─── SOURCE EXTRACT

Governments Still Failing, Blackstock Tells MMIWG Inquiry

Governments are still failing to guarantee equal rights for First Nations, Inuit and Métis children. That was the message from Cindy Blackstock, executive director of the First Nations Child and Family Caring Society of Canada, who testified on Oct. 3 at the Murdered and Missing Indigenous Women and Girls national inquiry hearing in Winnipeg.

Blackstock pointed to the tragic death of 15-year-old Tina Fontaine, which she said proves the “direct link” between the child welfare system and missing and murdered Indigenous women and girls.

Tina Fontaine was in the care of Child and Family Services at the time of her murder. Her great-aunt, a long-time foster parent, had asked CFS for help because the teen was having trouble dealing her father’s 2011 murder. But as so often happens, social agencies are under-resourced and unable to provide such help.

In 2016, the Canadian Human Rights Tribunal ruled that Canada discriminates against First Nations children on reserves by failing to provide the same level of child welfare services that exist elsewhere. It ordered the federal government to implement “Jordan’s Principle”, so that First Nations children receive health care without delay caused by arguments over which level of government should pay the bill.

──────
─── GIVEN RECORDS

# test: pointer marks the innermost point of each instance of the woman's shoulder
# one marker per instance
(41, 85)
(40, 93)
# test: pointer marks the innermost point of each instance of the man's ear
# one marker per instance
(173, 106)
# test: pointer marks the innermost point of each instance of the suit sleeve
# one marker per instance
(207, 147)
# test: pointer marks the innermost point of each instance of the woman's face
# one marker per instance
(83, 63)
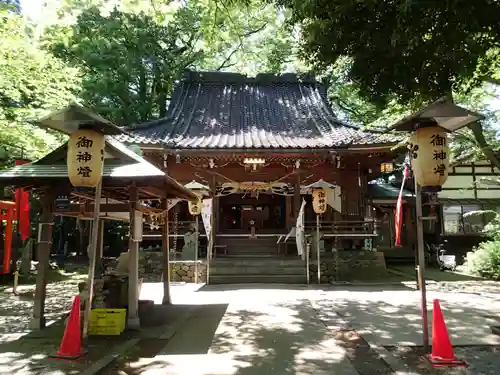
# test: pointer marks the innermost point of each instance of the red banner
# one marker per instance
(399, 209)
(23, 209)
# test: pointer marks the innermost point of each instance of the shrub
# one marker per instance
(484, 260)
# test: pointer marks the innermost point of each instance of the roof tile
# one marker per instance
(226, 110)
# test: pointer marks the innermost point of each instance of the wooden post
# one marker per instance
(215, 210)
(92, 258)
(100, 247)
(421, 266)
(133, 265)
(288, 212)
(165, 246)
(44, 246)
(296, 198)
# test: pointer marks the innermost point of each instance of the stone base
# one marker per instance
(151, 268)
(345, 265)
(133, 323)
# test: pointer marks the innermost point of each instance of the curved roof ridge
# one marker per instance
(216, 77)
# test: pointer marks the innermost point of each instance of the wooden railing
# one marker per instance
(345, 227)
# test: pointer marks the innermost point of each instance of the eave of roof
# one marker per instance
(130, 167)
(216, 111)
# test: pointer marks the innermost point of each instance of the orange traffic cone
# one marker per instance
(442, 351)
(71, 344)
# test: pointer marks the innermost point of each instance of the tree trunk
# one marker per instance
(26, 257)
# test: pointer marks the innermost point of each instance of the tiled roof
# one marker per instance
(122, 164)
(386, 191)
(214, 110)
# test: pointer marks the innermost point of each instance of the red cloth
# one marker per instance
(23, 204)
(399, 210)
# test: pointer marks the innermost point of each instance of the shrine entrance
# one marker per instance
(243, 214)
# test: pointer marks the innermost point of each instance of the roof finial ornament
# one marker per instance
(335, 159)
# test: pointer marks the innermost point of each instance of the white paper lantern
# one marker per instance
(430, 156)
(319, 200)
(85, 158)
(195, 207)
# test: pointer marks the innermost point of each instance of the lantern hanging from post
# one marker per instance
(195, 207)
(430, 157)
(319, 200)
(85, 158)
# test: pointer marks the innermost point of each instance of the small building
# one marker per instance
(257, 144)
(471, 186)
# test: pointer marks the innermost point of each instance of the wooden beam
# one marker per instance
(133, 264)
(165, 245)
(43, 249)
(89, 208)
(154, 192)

──────

* _QUESTIONS TO ANSWER_:
[a] Please quote the article on Blackstock's testimony from "In 2016, the" up to and including "pay the bill.".
[b] Extend the article on Blackstock's testimony, starting right after its final sentence.
These rows bear no relation to the article on Blackstock's testimony.

* _RESULTS_:
[a]
In 2016, the Canadian Human Rights Tribunal ruled that Canada discriminates against First Nations children on reserves by failing to provide the same level of child welfare services that exist elsewhere. It ordered the federal government to implement “Jordan’s Principle”, so that First Nations children receive health care without delay caused by arguments over which level of government should pay the bill.

[b]
“No province or territory has adopted a Canadian Human Rights Tribunal-compliant definition of Jordan’s Principle,” Blackstock testified. She said Manitoba has implemented a narrow scope of the principle, which applies to children with special needs, like Jordan River Anderson, for whom it’s named. The child from Norway House died in 2005 in a Winnipeg hospital while governments argued over who should pay for his care.

“Provinces have taken the position ‘Well the feds now are on the hook for Jordan’s Principle, so we are not going to step up to the plate. We are just going to try and see if the feds can pick it up.’ Which is totally contrary to the whole issue of Jordan’s principle,” she said.

Blackstock also spoke about the ongoing social and health crisis faced by children living on reserve.

“If you don’t have water or a house, parenting programs aren’t going to do you a lot of good,” she said. “Unless we create equity across all those dimensions the over-representation [of Indigenous peoples in prison] is going to continue.”